— Activity —
Reproduce the part of the passage about Parker and Schorr that opens with the words containing "In his book" and closes with "more roundabout way.".

Parker grew up poor and fatherless in Birmingham, Ala. At 15, under the tutelage of a coach who was a Pentecostal minister, he became a born-again Christian. The first member of his family to attend college, he carried a Bible door to door in his dorm, spreading the gospel of Jesus. After he became an OB-GYN, he refused to perform abortions for religious reasons, but would refer women to doctors who did.

Eventually, though, as he practiced at the Queen’s Medical Center in Hawaii, he started to see abortion as a critical part of his patients’ care, its restriction as a profound injustice.

One day, as he contemplated the parable of the Good Samaritan, he had an epiphany: “It was like a punch, all at once in my spiritual gut,” he writes in his memoir. “The Scripture came alive and it spoke to me. For the Samaritan, the person in need was a fallen traveler. For me, it was a pregnant woman. It became not: Is it right for me, as a Christian, to perform abortions? But rather, is it right for me, as a Christian to refuse to do them? Now I saw, without doubt, fear or ambivalence, that it was appropriate, even ethical for me to provide this care.”

In his book and in conversations — including a recent appearance on “The Daily Show” — Parker compares forcing a woman to bear a child to slavery. It’s generally unwise to compare anything that is not slavery to slavery, but Parker is unbowed.

“I know it’s a powerful analogy to draw, and people are skittish,” he told me, “but if you look at what was evil about slavery and what happens to women when they are forced to give birth, it’s apt. When we make fetuses ‘people’ and demand that women be subordinated in servitude to them… women become a means to an end. It’s no different from slavery.”

The conventional wisdom is that to be devoutly religious is to be antiabortion — but like Parker’s epiphany, Schorr’s impulse to help women obtain abortions also has spiritual roots, though perhaps in a more roundabout way.

Her moment came in 1991, as she watched an episode of the “Phil Donahue Show.’’ His guests were Quaker women who ran a kind of underground railroad for women needing abortions in the years before the Supreme Court legalized abortion. “In 1969, when I was in college, my best friend had almost died from an illegal abortion,” Schorr told me. “It just triggered me: I can’t let this happen. We need to help these women get abortions.”

She approached the National Council of Jewish Women in Los Angeles and was given permission to start WRRAP under its auspices. Four years later, WRRAP became an independent nonprofit, run by Schorr, who has never collected a salary. About 50 volunteers help out.

Referring expression data
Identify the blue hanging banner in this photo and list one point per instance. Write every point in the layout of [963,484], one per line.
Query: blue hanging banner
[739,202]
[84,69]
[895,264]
==
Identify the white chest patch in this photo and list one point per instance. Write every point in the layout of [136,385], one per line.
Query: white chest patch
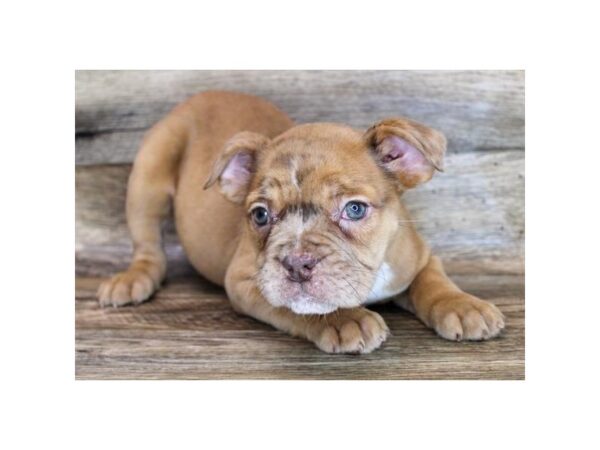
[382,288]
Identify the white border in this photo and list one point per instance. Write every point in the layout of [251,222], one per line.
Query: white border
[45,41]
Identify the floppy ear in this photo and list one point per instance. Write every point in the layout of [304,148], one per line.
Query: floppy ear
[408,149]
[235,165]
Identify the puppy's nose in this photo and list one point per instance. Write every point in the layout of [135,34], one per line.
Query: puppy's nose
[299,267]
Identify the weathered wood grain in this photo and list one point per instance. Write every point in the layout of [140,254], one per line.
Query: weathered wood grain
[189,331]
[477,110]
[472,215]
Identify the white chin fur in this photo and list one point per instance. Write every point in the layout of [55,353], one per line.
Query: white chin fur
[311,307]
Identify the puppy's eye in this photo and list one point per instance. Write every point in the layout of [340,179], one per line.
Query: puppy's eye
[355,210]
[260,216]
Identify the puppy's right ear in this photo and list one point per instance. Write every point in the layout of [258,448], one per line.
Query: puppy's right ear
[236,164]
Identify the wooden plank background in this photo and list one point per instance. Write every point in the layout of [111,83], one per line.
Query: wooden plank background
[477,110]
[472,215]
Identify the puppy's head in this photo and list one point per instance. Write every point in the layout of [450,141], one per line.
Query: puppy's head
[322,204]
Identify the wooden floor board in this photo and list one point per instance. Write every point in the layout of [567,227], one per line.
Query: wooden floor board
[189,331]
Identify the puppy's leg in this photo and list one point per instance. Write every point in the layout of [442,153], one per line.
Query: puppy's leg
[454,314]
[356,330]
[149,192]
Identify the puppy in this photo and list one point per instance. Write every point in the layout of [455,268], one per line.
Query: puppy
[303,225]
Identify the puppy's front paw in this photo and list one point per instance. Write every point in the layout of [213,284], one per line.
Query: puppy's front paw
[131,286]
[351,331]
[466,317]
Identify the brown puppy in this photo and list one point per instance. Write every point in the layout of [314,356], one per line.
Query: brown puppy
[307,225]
...
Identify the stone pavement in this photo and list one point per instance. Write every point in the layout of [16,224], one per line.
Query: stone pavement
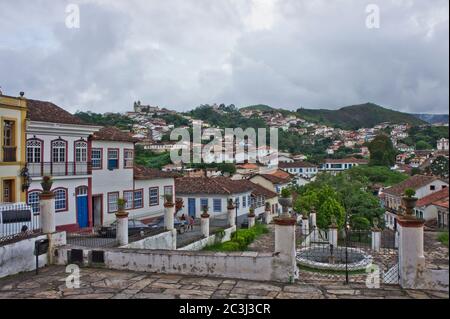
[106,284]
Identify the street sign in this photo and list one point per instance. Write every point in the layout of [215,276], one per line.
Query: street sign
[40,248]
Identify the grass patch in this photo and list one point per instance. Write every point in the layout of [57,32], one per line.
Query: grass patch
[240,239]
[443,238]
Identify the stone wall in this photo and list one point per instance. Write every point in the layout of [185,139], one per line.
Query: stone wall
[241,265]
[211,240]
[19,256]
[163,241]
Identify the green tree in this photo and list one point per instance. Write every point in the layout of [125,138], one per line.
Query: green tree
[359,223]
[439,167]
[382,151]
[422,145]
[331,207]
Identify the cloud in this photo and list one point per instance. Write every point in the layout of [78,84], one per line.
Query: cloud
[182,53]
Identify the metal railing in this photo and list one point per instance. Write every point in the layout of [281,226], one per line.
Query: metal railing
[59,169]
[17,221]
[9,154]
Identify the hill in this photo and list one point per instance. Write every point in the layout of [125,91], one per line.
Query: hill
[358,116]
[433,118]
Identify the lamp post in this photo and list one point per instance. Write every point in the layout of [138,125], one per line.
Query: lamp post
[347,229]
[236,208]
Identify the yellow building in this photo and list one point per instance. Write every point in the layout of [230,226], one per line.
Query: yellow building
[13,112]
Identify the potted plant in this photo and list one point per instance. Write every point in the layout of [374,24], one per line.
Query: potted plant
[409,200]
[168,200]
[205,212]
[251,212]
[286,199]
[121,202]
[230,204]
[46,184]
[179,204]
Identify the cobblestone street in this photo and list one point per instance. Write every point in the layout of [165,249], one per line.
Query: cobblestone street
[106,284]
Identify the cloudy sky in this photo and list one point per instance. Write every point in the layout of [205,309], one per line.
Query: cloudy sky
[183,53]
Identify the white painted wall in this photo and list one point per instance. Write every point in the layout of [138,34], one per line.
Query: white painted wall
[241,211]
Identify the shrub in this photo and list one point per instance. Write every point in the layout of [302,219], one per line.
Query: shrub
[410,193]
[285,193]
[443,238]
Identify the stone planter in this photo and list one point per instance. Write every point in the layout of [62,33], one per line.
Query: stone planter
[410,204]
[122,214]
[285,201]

— Problem solution —
In his book and in conversations — including a recent appearance on “The Daily Show” — Parker compares forcing a woman to bear a child to slavery. It’s generally unwise to compare anything that is not slavery to slavery, but Parker is unbowed.

“I know it’s a powerful analogy to draw, and people are skittish,” he told me, “but if you look at what was evil about slavery and what happens to women when they are forced to give birth, it’s apt. When we make fetuses ‘people’ and demand that women be subordinated in servitude to them… women become a means to an end. It’s no different from slavery.”

The conventional wisdom is that to be devoutly religious is to be antiabortion — but like Parker’s epiphany, Schorr’s impulse to help women obtain abortions also has spiritual roots, though perhaps in a more roundabout way.